═════ Text passage

I need $20,000 for camera equipment right now. Insane, right?
What I truly need is a sympathetic sponsor. There is nothing I couldn't do with one. There is nothing I can do without one. What a world.
Posted by cafe selavy at 7:10 AM
Monday, September 19, 2016
I am perpetually tired. I know I need some very long and real time off and away. I would love to spend a week in San Francisco just lying about a grand hotel and walking the streets with my camera. Some days in San Francisco, some in Berkeley, or rather at the Claremont Spa and Resort. I stayed there for a few days on my last trip, and it was marvelous. Ten days, not a week. I want ten days.
That would be an expensive vacation.
My buddy just bought a new house. It is a beaut. It is not too grand or ostentatious, but it has a multi-level pool that is enclosed by palms and shrubs so that it is something of a grotto. The pool is visible from every room so that every room seems larger than it is. I went with him to buy the super-big leather couch at Restoration Hardware that I wish I had a big enough room for. I would never leave that couch. My buddy needed some other things from RH, too.
He recently bought an old Ford Bronco and had the seats restored in leather. He bought a Triumph motorcycle and is thinking of getting a BMW. I can't say I'm not envious.
Oh. . . he doesn't work in a factory.
But I'm O.K. I need a roof, some insulation. . . .
I won't get that vacation. There is worse coming. Might as well get used to it. Still. . . I want my Golden Spoon.
Posted by cafe selavy at 6:59 AM
Sunday, September 18, 2016
So. . . the day continued as it began. I didn't leave the house but to go to the gym and grocers. I didn't eat or drink until seven. Left alone, that is just the way I am. It wasn't that I just sat slack jawed. For the first time in a long time, I was able to sit at the computer and work on images. I kind of got a rhythm going and didn't want to stop. But working on pictures can eat up a day and/or a night. You've worked on a couple things and hours have elapsed.

══════════
═════ Supplied records

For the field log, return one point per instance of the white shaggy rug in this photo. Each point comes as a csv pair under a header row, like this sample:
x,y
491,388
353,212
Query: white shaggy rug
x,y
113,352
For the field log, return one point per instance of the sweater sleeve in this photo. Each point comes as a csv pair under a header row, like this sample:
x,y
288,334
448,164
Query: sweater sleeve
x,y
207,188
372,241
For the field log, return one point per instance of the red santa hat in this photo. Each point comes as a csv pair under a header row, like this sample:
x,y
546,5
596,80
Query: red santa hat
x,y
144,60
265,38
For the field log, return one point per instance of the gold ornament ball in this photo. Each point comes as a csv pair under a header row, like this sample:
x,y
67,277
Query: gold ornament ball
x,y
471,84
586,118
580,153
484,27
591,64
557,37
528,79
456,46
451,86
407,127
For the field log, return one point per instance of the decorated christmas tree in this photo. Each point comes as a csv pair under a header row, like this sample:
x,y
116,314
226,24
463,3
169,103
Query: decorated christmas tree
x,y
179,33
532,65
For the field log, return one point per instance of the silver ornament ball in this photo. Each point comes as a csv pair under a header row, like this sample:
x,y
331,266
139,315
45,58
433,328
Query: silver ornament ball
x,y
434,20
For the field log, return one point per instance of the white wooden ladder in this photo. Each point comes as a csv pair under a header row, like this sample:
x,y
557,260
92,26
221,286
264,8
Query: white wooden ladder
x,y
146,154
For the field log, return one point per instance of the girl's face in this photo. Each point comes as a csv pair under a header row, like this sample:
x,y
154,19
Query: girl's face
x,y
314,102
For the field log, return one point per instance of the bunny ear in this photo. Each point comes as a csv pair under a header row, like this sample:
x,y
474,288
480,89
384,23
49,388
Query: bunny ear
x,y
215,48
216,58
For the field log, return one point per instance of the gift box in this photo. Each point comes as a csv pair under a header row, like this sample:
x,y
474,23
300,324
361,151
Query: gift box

══════════

What you will do
Answer these questions from the blog posts above the entries:
(a) How much money does the writer say is needed for camera equipment?
(b) How many days of vacation does the writer finally say they want?
(c) What vehicle did the writer's buddy buy and have the seats restored in leather?

The answer
(a) $20,000
(b) Ten days
(c) An old Ford Bronco